Selection —
# # # # #

J. Robert Oppenheimer, Niels Bohr, Werner Heisenberg, E.O. Lawrence, and others traveled to Ann Arbor to join the U-M faculty for the Summer Symposia in Theoretical Physics between the world wars. No fewer than 15 of the visiting physicists were either Nobel laureates or would go on to receive the Nobel Prize in physics.

A photo of physicists from 1931
Faculty and students participating in the 1931 Summer Symposium in Theoretical Physics gather on campus. J. Robert Oppenheimer is in the front row of men standing, fourth from left. (Bentley Historical Library)

When Harrison M. Randall, chair of the Department of Physics, rolled out the first symposium in 1923, it drew on the program’s strengths in experimental physics. By 1928, the emphasis turned to theoretical physics, where the real scientific advances of the day were unfolding. David M. Dennison, a junior faculty member, was a driving force in attracting physicists he had come to know while studying abroad.

# # # # #

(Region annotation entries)
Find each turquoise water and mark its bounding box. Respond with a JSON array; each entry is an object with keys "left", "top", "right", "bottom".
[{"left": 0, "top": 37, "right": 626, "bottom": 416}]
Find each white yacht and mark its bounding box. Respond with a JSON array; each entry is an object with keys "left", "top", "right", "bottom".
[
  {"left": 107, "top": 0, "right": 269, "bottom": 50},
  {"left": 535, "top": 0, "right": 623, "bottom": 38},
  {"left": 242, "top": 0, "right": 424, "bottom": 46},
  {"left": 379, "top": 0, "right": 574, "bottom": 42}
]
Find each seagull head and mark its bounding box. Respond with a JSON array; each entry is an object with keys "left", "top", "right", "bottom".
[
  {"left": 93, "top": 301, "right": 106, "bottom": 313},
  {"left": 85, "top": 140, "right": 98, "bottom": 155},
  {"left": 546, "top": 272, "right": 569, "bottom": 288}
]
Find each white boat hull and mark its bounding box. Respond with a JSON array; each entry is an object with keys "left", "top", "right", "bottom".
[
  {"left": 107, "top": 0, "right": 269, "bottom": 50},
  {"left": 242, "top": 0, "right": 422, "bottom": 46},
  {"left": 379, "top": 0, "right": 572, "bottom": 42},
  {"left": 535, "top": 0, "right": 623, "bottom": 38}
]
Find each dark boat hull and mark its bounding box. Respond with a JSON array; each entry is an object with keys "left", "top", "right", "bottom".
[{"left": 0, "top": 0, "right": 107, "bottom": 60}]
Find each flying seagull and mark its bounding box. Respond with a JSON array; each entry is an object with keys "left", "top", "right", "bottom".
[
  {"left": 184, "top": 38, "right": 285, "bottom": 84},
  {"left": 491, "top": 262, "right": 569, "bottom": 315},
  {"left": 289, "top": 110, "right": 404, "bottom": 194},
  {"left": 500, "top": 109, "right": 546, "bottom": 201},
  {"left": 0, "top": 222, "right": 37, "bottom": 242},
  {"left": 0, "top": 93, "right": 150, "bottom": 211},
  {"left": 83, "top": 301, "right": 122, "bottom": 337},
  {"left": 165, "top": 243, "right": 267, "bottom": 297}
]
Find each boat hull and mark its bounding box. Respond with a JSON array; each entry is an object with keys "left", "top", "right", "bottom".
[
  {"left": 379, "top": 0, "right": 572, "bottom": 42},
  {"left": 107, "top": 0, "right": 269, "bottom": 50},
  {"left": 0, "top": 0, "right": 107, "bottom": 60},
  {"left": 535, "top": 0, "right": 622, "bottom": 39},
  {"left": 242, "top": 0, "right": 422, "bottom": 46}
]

# # # # #

Output the full text on the Summer Symposia in Theoretical Physics verbatim. The records come from a separate source and are unrelated to the text.

Answer for the task —
J. Robert Oppenheimer, Niels Bohr, Werner Heisenberg, E.O. Lawrence, and others traveled to Ann Arbor to join the U-M faculty for the Summer Symposia in Theoretical Physics between the world wars. No fewer than 15 of the visiting physicists were either Nobel laureates or would go on to receive the Nobel Prize in physics.

A photo of physicists from 1931
Faculty and students participating in the 1931 Summer Symposium in Theoretical Physics gather on campus. J. Robert Oppenheimer is in the front row of men standing, fourth from left. (Bentley Historical Library)

When Harrison M. Randall, chair of the Department of Physics, rolled out the first symposium in 1923, it drew on the program’s strengths in experimental physics. By 1928, the emphasis turned to theoretical physics, where the real scientific advances of the day were unfolding. David M. Dennison, a junior faculty member, was a driving force in attracting physicists he had come to know while studying abroad.